## WHAT YOU NEED TO DO
• 1. In the Omaha Beach excerpt, why was the transport unloading area placed 11 miles from the beaches? Answer in one to three sentences.
• 2. Using the Omaha Beach excerpt, answer these:
(a) How long were the open-decked tank landing craft that carried the DD tanks?
(b) What was the objective for D-Day?
(c) How high is the seawall at the high water line along Dog Green and Dog White beaches?
• 3. Copy the Omaha Beach excerpt from "The line of" up to and including "troopships. (Eisenhower, 269)", switching "troopships" to "transports".

## EXCERPT TO READ
The line of departure of the small landing craft was set 11 miles from the beaches. This transport unloading area had been called for by General Bradley to keep heavy German artillery at Pointe du Hoc from hitting the loaded troopships. (Eisenhower, 269)

The DD tanks were loaded in 112-foot or 120-foot open-decked tank landing craft (LCT) and were to debark over the lowered bow ramp a thousand yards or more from the beach. These were to be part of the critical artillery support for the assault infantry. Between a thousand and two thousand yards behind the beach is the main Vierville-Colleville coastal road linking the coastal towns and villages. This road was the objective for D-Day.

* * *

--18--

The shoreline behind the beaches at Omaha is quite varied. To the west, toward the Pointe de la Percee, a hundred-foot cliff rises vertically behind the beach, and rocks appear off shore. East of this, along Charlie Beach, the beach widens somewhat and the cliffs become rugged bluffs. Just east of Charlie Beach was the first exit, designated D-1. A paved road goes some 600 yards from the beach up a shallow draw to the village of Vierville-sur-Mer on the coastal road. At the entrance to D-1 the paved road from Vierville turns eastward and runs for a mile along Dog Green and Dog White beaches. Along this stretch the seawall at the high water line is 4 to 8 feet high. Along the paved road villas are spaced 50 to 100 yards apart; this group of houses is called Hamel-au-Pretre. Behind the villas the ground slopes easily to about 75 feet above sea level and continues, more gently, to level ground at about 120 feet.

Location labeling records:
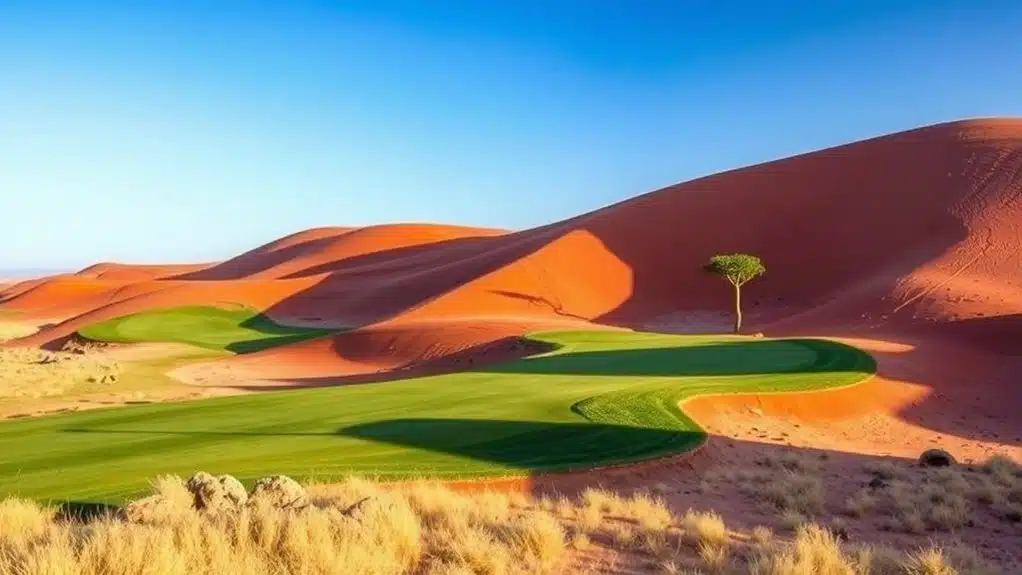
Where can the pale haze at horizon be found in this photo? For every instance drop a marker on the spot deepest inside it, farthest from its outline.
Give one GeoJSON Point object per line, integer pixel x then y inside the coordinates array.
{"type": "Point", "coordinates": [193, 131]}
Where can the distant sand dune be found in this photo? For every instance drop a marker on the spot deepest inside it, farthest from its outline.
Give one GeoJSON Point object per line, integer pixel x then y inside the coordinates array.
{"type": "Point", "coordinates": [916, 236]}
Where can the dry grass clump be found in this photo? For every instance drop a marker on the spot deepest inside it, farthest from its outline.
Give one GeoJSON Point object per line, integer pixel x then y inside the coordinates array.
{"type": "Point", "coordinates": [27, 372]}
{"type": "Point", "coordinates": [817, 550]}
{"type": "Point", "coordinates": [358, 527]}
{"type": "Point", "coordinates": [423, 529]}
{"type": "Point", "coordinates": [917, 500]}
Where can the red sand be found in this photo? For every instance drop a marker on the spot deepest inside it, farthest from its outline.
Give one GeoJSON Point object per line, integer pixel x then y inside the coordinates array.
{"type": "Point", "coordinates": [911, 243]}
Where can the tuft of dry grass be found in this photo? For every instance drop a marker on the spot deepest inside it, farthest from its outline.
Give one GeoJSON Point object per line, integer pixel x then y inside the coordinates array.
{"type": "Point", "coordinates": [27, 372]}
{"type": "Point", "coordinates": [761, 535]}
{"type": "Point", "coordinates": [930, 561]}
{"type": "Point", "coordinates": [420, 529]}
{"type": "Point", "coordinates": [706, 528]}
{"type": "Point", "coordinates": [426, 528]}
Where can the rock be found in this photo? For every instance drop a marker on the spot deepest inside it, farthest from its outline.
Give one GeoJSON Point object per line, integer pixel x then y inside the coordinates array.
{"type": "Point", "coordinates": [279, 491]}
{"type": "Point", "coordinates": [936, 458]}
{"type": "Point", "coordinates": [215, 494]}
{"type": "Point", "coordinates": [233, 489]}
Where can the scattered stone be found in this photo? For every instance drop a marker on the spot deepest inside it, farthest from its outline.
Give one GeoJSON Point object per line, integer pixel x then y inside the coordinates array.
{"type": "Point", "coordinates": [279, 491]}
{"type": "Point", "coordinates": [936, 458]}
{"type": "Point", "coordinates": [233, 490]}
{"type": "Point", "coordinates": [215, 494]}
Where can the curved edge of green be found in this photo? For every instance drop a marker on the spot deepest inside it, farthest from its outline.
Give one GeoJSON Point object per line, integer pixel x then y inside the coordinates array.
{"type": "Point", "coordinates": [661, 408]}
{"type": "Point", "coordinates": [240, 329]}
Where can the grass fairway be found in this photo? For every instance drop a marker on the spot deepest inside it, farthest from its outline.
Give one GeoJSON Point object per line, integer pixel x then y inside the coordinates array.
{"type": "Point", "coordinates": [240, 330]}
{"type": "Point", "coordinates": [601, 397]}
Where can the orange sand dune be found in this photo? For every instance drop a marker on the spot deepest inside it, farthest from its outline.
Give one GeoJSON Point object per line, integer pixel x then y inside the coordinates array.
{"type": "Point", "coordinates": [913, 237]}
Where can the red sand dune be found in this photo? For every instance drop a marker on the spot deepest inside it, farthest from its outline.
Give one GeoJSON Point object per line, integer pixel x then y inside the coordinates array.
{"type": "Point", "coordinates": [913, 235]}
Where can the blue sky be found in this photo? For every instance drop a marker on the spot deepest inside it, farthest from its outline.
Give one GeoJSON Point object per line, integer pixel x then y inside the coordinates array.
{"type": "Point", "coordinates": [183, 131]}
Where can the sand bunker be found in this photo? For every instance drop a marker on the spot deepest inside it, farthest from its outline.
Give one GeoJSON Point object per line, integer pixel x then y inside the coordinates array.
{"type": "Point", "coordinates": [908, 243]}
{"type": "Point", "coordinates": [36, 373]}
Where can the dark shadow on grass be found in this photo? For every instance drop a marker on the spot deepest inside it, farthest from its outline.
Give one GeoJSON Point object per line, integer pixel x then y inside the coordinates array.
{"type": "Point", "coordinates": [721, 358]}
{"type": "Point", "coordinates": [528, 445]}
{"type": "Point", "coordinates": [521, 445]}
{"type": "Point", "coordinates": [277, 335]}
{"type": "Point", "coordinates": [81, 512]}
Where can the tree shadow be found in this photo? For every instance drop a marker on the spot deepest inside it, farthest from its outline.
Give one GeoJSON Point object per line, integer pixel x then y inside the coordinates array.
{"type": "Point", "coordinates": [719, 358]}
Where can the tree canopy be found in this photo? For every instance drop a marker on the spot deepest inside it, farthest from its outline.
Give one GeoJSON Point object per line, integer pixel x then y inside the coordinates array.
{"type": "Point", "coordinates": [736, 268]}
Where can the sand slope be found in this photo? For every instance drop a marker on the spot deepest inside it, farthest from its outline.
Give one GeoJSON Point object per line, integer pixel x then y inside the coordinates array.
{"type": "Point", "coordinates": [915, 235]}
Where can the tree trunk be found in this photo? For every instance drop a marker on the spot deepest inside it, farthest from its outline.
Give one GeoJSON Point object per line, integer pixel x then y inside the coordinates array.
{"type": "Point", "coordinates": [738, 309]}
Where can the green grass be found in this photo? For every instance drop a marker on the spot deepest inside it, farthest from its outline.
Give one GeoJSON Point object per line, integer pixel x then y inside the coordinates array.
{"type": "Point", "coordinates": [240, 330]}
{"type": "Point", "coordinates": [601, 397]}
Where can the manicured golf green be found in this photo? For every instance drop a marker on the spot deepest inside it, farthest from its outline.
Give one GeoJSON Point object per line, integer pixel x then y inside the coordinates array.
{"type": "Point", "coordinates": [240, 330]}
{"type": "Point", "coordinates": [601, 397]}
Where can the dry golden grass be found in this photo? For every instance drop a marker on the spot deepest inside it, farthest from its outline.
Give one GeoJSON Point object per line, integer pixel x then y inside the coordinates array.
{"type": "Point", "coordinates": [917, 500]}
{"type": "Point", "coordinates": [37, 373]}
{"type": "Point", "coordinates": [425, 528]}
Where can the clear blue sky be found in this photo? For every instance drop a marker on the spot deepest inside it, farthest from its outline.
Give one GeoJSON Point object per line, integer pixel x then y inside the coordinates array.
{"type": "Point", "coordinates": [180, 131]}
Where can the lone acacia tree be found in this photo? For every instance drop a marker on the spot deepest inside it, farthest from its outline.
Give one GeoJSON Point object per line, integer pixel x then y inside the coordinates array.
{"type": "Point", "coordinates": [738, 269]}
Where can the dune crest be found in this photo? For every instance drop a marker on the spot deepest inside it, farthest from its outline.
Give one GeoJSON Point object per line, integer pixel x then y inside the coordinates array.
{"type": "Point", "coordinates": [913, 232]}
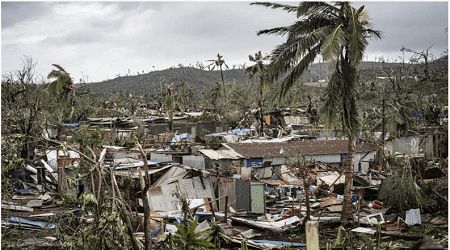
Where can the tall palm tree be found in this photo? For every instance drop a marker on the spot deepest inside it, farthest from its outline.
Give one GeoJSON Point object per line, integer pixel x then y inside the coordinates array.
{"type": "Point", "coordinates": [260, 69]}
{"type": "Point", "coordinates": [338, 33]}
{"type": "Point", "coordinates": [218, 63]}
{"type": "Point", "coordinates": [62, 85]}
{"type": "Point", "coordinates": [60, 88]}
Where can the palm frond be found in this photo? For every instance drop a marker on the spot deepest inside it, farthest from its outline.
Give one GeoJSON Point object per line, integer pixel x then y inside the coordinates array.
{"type": "Point", "coordinates": [287, 8]}
{"type": "Point", "coordinates": [279, 31]}
{"type": "Point", "coordinates": [292, 77]}
{"type": "Point", "coordinates": [307, 7]}
{"type": "Point", "coordinates": [333, 92]}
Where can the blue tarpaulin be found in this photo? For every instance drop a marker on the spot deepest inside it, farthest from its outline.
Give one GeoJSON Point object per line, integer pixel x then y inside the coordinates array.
{"type": "Point", "coordinates": [137, 164]}
{"type": "Point", "coordinates": [31, 222]}
{"type": "Point", "coordinates": [280, 243]}
{"type": "Point", "coordinates": [156, 230]}
{"type": "Point", "coordinates": [237, 131]}
{"type": "Point", "coordinates": [178, 138]}
{"type": "Point", "coordinates": [23, 191]}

## TASK-BY-TASK OUTPUTS
• 1. General Bradley called for the unloading area to be 11 miles out so that heavy German artillery at Pointe du Hoc could not hit the loaded troopships.

• 2.
(a) 112 feet or 120 feet.
(b) The main Vierville-Colleville coastal road.
(c) 4 to 8 feet.

• 3.
The line of departure of the small landing craft was set 11 miles from the beaches. This transport unloading area had been called for by General Bradley to keep heavy German artillery at Pointe du Hoc from hitting the loaded transports. (Eisenhower, 269)